WHAT IS EXPECTED — Please copy out each line of the entries in which "instance" appears.

Stored items:
####################

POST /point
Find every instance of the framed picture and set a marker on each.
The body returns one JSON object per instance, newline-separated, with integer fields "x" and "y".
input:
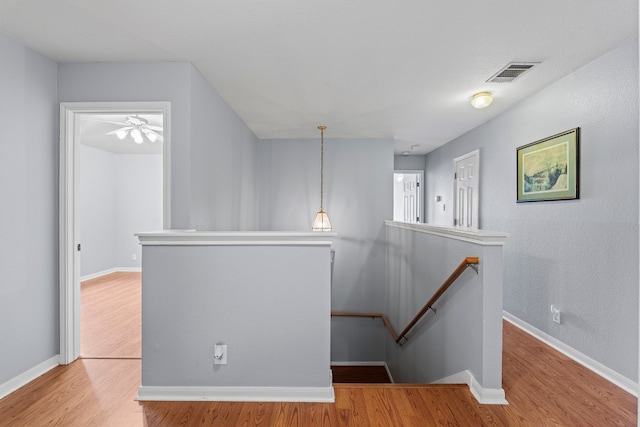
{"x": 549, "y": 169}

####################

OUTPUT OF THE EXERCISE —
Find every instance of the framed picture and set a marker on each.
The body returns one JSON object per instance, newline-separated, with integer fields "x" and "y".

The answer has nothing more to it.